#### Items ####

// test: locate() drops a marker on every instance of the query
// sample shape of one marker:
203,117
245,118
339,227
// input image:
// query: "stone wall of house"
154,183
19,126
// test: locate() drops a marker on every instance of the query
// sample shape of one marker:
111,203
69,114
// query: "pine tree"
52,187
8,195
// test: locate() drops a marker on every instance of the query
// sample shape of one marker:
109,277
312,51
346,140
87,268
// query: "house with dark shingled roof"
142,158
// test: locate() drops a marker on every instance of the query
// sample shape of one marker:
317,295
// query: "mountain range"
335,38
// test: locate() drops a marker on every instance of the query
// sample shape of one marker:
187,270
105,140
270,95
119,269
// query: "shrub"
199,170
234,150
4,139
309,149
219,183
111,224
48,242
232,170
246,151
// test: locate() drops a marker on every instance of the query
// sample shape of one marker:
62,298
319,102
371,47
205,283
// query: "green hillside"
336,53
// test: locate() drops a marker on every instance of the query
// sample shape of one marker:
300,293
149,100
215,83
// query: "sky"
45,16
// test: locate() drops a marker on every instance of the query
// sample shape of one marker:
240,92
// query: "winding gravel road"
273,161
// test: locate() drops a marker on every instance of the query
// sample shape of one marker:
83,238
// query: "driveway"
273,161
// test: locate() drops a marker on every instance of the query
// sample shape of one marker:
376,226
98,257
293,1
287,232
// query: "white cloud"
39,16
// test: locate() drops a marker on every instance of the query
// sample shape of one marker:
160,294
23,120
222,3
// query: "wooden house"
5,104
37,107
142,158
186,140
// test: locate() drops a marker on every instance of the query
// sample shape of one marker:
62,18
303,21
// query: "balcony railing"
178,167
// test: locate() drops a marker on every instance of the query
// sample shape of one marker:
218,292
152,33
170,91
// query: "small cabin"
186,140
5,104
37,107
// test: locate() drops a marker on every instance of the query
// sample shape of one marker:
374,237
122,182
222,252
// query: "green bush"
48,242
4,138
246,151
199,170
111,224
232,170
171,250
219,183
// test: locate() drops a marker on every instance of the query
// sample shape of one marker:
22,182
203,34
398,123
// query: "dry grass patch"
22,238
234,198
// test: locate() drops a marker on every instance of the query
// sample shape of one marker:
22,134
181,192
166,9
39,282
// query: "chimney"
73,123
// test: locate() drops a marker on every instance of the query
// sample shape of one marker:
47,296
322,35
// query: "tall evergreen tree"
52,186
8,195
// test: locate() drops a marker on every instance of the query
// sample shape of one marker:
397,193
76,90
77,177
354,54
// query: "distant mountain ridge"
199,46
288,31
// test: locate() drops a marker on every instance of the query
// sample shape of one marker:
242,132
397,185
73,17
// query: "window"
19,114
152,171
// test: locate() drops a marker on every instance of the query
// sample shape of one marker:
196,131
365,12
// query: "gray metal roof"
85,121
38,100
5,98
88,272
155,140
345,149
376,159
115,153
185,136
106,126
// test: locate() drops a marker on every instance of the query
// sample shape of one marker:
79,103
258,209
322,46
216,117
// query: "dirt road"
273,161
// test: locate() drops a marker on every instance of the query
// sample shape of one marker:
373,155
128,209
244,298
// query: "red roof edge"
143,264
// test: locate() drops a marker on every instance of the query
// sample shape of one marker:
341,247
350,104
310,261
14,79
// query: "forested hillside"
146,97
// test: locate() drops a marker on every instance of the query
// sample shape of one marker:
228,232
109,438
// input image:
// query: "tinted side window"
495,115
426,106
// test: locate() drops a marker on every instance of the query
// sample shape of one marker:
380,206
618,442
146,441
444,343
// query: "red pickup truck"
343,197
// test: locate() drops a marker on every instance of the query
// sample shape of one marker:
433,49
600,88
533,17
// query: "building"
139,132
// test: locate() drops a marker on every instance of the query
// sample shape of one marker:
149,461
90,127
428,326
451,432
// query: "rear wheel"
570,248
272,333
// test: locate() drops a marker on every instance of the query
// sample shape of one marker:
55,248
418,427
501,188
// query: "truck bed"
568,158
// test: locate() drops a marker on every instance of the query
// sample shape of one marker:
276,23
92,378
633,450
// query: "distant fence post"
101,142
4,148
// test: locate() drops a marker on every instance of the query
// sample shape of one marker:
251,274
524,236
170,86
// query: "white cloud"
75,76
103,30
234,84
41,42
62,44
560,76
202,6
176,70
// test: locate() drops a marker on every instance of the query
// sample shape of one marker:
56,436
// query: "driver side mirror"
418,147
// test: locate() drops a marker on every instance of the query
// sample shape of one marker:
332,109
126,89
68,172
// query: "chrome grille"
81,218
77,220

####
#### Items ####

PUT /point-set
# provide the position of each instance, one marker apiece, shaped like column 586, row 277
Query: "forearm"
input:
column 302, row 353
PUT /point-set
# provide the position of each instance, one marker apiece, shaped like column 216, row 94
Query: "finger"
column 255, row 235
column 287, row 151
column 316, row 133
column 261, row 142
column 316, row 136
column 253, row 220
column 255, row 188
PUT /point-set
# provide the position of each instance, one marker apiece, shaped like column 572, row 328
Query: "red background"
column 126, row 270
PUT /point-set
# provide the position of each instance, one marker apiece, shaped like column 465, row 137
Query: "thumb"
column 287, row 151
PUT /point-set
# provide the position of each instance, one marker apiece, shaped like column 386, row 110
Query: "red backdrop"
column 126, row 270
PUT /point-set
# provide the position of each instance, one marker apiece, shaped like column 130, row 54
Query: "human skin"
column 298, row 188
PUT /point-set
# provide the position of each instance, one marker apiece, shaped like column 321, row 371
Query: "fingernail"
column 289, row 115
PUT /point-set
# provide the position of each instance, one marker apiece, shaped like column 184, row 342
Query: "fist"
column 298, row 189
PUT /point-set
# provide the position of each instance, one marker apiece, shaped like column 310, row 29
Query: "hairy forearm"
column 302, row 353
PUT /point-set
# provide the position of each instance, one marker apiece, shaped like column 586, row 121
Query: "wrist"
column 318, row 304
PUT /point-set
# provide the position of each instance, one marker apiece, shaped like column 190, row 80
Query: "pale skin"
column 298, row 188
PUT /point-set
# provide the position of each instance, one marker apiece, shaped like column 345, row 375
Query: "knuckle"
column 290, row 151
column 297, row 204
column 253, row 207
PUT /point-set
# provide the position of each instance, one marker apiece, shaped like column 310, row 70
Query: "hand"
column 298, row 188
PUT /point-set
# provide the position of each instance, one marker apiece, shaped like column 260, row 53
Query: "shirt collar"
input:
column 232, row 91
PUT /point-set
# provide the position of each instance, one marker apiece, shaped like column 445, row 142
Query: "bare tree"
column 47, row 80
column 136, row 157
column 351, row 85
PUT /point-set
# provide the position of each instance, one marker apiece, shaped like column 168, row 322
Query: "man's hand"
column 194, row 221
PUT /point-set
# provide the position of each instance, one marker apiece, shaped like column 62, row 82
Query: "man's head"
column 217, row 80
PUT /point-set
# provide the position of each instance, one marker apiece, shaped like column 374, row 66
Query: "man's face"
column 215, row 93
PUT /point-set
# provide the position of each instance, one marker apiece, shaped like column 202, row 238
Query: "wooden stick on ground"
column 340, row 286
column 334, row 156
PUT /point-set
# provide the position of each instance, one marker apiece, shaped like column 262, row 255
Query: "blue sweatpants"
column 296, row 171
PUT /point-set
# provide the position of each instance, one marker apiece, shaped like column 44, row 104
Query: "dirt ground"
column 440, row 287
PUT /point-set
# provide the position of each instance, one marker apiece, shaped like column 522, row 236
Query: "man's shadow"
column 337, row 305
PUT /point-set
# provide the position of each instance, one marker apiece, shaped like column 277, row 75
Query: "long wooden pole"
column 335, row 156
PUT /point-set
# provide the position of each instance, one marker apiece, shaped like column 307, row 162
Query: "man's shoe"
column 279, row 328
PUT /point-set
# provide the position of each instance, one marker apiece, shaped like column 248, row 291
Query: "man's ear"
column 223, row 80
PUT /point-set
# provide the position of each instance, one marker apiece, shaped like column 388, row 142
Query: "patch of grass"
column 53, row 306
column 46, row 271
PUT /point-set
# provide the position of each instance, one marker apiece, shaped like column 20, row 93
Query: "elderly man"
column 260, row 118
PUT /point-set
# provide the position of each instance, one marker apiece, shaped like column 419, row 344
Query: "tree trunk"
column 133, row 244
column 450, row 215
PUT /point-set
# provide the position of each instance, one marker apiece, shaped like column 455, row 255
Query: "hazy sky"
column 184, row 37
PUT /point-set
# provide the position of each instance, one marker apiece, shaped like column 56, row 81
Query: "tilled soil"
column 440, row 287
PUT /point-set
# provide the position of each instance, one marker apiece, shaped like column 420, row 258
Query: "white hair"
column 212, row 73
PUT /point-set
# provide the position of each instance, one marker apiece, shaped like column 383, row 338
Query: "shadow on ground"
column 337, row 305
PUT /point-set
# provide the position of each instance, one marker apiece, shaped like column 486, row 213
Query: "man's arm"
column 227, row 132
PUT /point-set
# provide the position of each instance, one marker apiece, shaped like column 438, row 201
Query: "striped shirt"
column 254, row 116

####
#### Items ####

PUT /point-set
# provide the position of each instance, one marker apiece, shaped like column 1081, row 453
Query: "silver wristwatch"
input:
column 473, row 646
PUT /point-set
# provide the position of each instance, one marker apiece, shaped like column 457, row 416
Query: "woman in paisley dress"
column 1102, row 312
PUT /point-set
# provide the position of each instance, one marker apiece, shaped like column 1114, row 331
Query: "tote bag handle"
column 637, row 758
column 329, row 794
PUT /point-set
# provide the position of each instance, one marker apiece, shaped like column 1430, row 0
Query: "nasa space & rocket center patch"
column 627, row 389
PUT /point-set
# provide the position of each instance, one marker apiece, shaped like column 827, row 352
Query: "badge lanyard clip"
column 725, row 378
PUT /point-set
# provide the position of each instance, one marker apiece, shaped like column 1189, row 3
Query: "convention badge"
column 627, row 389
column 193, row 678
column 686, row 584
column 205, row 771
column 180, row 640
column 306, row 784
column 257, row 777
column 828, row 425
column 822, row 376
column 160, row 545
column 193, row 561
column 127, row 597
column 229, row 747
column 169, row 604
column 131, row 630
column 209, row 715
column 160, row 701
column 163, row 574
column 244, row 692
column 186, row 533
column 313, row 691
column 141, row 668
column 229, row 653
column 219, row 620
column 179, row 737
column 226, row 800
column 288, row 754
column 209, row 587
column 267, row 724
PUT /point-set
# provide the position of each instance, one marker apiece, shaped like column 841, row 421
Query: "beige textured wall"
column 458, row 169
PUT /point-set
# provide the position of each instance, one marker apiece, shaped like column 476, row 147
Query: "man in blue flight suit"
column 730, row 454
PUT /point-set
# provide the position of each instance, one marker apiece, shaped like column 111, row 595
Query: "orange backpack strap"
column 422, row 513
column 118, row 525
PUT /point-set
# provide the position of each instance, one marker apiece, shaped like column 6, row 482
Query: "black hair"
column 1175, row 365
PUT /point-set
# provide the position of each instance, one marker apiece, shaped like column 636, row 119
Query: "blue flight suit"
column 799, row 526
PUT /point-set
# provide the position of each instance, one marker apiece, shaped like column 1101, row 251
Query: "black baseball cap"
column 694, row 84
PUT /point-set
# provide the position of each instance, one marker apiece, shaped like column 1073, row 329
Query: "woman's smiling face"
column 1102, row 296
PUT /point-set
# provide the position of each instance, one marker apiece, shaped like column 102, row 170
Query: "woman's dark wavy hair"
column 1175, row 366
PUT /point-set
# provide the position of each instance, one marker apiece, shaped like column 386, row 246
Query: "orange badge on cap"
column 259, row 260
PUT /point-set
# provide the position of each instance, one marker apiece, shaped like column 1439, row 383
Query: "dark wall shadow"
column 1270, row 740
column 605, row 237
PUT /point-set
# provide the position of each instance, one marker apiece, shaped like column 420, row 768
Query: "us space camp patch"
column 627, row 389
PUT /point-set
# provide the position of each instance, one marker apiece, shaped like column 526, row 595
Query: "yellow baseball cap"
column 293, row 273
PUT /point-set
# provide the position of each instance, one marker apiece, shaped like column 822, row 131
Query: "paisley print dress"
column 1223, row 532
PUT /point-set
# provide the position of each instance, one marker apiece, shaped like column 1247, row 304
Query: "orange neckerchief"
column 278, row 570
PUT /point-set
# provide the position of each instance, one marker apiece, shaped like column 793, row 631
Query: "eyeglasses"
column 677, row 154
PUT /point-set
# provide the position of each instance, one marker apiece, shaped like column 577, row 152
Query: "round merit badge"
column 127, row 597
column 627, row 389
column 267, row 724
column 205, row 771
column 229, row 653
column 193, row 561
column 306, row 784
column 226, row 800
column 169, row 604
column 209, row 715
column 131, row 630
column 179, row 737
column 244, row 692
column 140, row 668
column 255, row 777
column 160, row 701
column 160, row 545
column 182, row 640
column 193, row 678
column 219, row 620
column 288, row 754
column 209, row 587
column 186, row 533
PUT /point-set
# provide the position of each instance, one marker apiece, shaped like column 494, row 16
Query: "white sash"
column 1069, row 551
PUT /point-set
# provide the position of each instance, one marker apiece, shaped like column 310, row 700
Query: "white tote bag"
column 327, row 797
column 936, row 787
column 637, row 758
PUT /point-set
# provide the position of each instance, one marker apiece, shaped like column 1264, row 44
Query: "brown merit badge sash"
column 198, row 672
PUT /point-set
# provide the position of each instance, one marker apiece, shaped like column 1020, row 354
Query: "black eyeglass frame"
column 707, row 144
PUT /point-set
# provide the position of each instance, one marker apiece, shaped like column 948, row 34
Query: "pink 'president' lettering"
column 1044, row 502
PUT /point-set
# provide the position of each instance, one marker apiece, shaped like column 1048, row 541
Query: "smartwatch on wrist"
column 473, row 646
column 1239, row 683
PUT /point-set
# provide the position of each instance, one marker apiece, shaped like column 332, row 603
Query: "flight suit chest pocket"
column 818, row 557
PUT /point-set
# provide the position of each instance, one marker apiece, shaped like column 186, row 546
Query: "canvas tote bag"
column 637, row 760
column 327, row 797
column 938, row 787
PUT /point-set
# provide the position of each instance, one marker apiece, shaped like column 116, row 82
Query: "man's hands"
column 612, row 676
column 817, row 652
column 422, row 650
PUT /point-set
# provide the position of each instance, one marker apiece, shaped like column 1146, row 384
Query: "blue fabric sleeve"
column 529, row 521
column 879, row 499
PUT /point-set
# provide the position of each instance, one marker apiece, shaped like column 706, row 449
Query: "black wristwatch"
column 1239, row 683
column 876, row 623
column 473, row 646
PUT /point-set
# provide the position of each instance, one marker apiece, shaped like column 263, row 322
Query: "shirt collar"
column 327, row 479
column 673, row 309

####

## Objective
Pull out every line above that contains the word "tree".

## Task result
// query: "pine tree"
// query: "tall evergreen tree"
Query: "bare tree"
Query: "tree trunk"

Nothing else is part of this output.